- **SET TASK**
Everything in the listing except the pictures should be written out exactly.

- **DATA SHOWN**
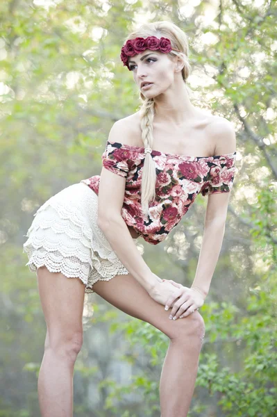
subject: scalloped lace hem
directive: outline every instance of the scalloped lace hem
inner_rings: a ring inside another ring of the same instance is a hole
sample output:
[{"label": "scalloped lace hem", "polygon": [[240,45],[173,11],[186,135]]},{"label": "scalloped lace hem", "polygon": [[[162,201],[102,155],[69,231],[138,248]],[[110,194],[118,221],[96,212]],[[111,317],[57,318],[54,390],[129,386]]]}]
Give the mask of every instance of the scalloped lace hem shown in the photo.
[{"label": "scalloped lace hem", "polygon": [[42,204],[25,235],[26,266],[35,272],[45,265],[50,272],[78,277],[85,293],[94,293],[92,286],[99,280],[128,274],[97,225],[97,195],[80,183]]}]

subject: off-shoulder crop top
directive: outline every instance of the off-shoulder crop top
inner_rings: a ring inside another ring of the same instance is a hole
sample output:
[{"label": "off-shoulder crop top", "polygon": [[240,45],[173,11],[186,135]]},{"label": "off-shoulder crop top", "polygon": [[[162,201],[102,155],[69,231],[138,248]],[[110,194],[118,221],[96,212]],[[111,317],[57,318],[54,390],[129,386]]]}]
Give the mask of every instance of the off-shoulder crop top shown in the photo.
[{"label": "off-shoulder crop top", "polygon": [[[140,187],[144,148],[107,141],[103,166],[126,178],[121,217],[148,243],[157,245],[167,236],[192,206],[199,193],[228,193],[233,187],[236,152],[214,156],[185,156],[152,150],[157,174],[156,199],[148,218],[142,212]],[[100,175],[80,182],[99,193]]]}]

- **OUTPUT**
subject: scalloped lace hem
directive: outline every instance of the scalloped lace hem
inner_rings: a ring inside another ring of the same instance is a hole
sample output:
[{"label": "scalloped lace hem", "polygon": [[240,45],[173,11],[186,135]]},{"label": "scalloped lace hem", "polygon": [[[162,201],[102,155],[69,231],[138,248]],[[110,194],[118,221],[96,212]],[[111,317],[57,318],[54,390],[129,386]]]}]
Give the mask of every instance of the scalloped lace hem shown in the photo.
[{"label": "scalloped lace hem", "polygon": [[42,204],[25,235],[26,266],[35,272],[45,265],[50,272],[78,277],[85,293],[94,293],[92,286],[99,280],[128,274],[97,225],[97,195],[80,183]]}]

subject: off-shoulder crop top
directive: outline every instance of the off-shoulder crop top
inner_rings: a ring inside another ring of the same instance is a hole
sample output:
[{"label": "off-shoulder crop top", "polygon": [[240,45],[173,11],[186,135]]},{"label": "off-shoulder crop top", "polygon": [[[162,201],[102,155],[69,231],[138,248]],[[110,194],[118,221],[96,212]],[[111,317],[57,318],[54,390],[129,386]]]}]
Give the mask of every instance of the off-shoulder crop top shown in the photo.
[{"label": "off-shoulder crop top", "polygon": [[[140,187],[144,148],[107,141],[103,166],[126,178],[121,217],[148,243],[157,245],[167,236],[192,206],[199,193],[228,193],[233,187],[236,152],[214,156],[185,156],[152,150],[157,174],[156,199],[148,218],[142,212]],[[100,175],[80,182],[99,193]]]}]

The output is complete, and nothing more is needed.